== Textauszug

Schawinsky, 1904 in Basel geboren, notierte schon während seines Architekturstudiums und bevor er 1924 ans Bauhaus kam: „Das echte Werkzeug der Architektur ist die Raum -Vorstellung in Bewegung.“ Er studierte bei Kandinsky, Schlemmer, Klee, Moholy-Nagy und Gropius. Als echter Bauhaus -Wunderknabe fand er kein Genre zu schwer, um darin seine visuellen Forschungen weiterzutreiben. Schon bald war er fotogenes Mitglied der Bauhauskapelle, fehlte selten beim Tanz auf dem Dach und beim Sport am Strand, arbeitete als Assistent in der Bühnenwerkstatt, entwarf „Spectodramen“ und Gebrauchsgraphik, beschäftigte sich mit freier Malerei und Ausstellungsgestaltung. „Seine Person war die geballte Aktivität“, erinnerte sich Max Bill. Daß der Energiebolzen am Bauhaus auch noch mit der experimentellen Fotografie begann, stempelt ihn vollends zu einem der Multitalente jener legendären Formenschmiede.

Am Black Mountain College in den USA, wohin er 1936 emigrierte, entstanden seine gerasterten Fotogramme. Mit dem Raster, das in der Typographie als technisches Hilfsmittel dient, erzeugte er synthetische Raumvisionen von unterschiedlicher Struktur und Dichte. Im leeren Raum ereigneten sich Verschiebungen, Wellen, Konzentrationen, Ausdünnungen, Schwingungen und Vibrationen von Energiefeldern.

====
== Bereitgestellte Daten

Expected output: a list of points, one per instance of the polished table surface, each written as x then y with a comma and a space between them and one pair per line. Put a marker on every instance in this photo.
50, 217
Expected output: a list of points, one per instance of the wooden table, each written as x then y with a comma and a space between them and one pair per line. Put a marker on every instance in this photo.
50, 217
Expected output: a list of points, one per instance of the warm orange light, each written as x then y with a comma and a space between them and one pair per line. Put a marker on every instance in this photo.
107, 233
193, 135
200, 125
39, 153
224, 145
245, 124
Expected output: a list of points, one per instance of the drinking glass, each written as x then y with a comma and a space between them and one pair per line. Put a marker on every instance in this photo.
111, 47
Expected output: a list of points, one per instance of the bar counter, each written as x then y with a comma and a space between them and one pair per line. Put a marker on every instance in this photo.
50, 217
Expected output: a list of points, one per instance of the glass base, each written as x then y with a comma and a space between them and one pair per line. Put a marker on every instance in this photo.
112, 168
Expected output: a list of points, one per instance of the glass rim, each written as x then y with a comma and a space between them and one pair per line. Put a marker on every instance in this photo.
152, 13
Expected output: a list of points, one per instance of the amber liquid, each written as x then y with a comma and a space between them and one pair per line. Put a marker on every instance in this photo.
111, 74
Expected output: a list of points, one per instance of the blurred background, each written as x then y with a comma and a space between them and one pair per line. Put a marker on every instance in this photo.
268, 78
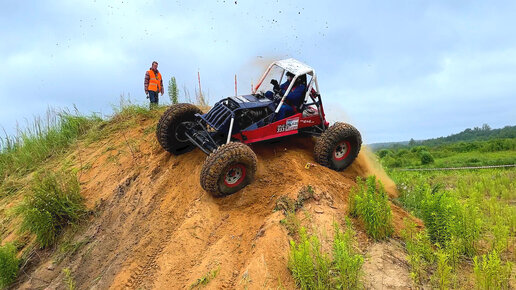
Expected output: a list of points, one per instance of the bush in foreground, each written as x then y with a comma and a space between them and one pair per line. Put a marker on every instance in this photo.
314, 269
369, 202
54, 203
8, 265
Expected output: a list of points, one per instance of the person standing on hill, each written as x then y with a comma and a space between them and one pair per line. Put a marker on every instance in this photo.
153, 84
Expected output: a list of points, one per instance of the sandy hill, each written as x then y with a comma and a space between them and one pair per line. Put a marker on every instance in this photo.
152, 225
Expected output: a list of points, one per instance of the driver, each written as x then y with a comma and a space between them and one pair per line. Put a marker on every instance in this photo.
294, 99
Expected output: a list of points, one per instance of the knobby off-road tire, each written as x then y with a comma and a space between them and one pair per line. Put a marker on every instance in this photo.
338, 146
228, 169
169, 130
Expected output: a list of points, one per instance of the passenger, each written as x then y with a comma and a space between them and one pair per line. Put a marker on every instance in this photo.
294, 99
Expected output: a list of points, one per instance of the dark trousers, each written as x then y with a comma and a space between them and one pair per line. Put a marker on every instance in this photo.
153, 96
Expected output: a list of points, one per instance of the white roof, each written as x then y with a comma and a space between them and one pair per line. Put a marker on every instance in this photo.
294, 66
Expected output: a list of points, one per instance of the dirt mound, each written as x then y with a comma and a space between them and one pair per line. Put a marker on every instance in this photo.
154, 226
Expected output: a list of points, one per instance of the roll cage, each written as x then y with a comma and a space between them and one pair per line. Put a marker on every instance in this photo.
298, 69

====

[Aufgabe]: In welchem Jahr emigrierte Schawinsky laut dem Textauszug in die USA? Nennen Sie bitte das Jahr.

[Lösung]: 1936